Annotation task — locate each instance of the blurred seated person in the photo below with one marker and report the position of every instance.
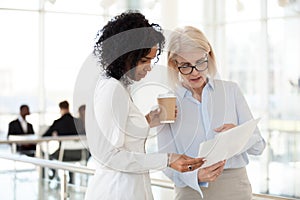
(80, 122)
(21, 127)
(64, 126)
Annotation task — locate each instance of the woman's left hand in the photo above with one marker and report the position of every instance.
(153, 118)
(224, 127)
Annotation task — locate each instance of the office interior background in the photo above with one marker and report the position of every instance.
(44, 43)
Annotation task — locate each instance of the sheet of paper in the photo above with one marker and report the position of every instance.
(227, 144)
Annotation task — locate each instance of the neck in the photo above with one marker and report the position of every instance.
(197, 93)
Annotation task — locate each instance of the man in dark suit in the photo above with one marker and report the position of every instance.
(21, 127)
(63, 126)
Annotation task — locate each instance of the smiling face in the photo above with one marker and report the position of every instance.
(196, 79)
(143, 66)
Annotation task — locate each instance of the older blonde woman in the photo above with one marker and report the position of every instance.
(206, 106)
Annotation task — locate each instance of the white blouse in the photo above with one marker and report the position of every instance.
(116, 134)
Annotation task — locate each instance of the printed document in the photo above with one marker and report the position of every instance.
(227, 144)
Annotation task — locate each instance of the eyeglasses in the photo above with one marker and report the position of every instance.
(200, 66)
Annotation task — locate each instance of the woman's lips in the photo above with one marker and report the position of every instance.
(195, 79)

☆ ☆ ☆

**TASK:** Restate the data above word for word. Skip every picture.

**SOLUTION TO THE EXERCISE:**
Annotation task — locate each instance of the blurred seated person in the photo below with one marker and report the position of every instance.
(80, 122)
(21, 127)
(64, 126)
Annotation task — locate each instance of the woman's left hand in the photo above with one marker and report the position of every instance.
(153, 118)
(224, 127)
Annotation task — locate each instance of the office interior background in the photo above with one marker and report the position of every instance.
(44, 43)
Annotation task — locate each instance of the sheet of paper in the photo above with one marker and report the position of every instance.
(227, 144)
Annotation task — locate each instance of the neck in the photo above with one marker and report the position of every instance.
(197, 93)
Annotation task — locate each instance of the man in dark suit in the photo above with one marker and report the position of every instance.
(21, 127)
(63, 126)
Annotation task — locate each instance of the smiling face in the photo above with one marker and report the position of every instance.
(196, 79)
(143, 66)
Annotation task — locate each instance of the older blonde woman in the photo above with one marker and report the position of every instance.
(206, 106)
Annotation task — locate each instance of the white blouse in the photo above with one marker and report the position of every instance.
(116, 134)
Annotation task — locate each instance of the printed document in the photo above with one marker and report the position of every instance.
(227, 144)
Annotation task — locate each instance of the eyeglasses in the photo above with one marker and report the position of every instance.
(200, 66)
Annotation task — locate each instance of the woman's lips in the photo above with one marker and report the position of every instance.
(195, 79)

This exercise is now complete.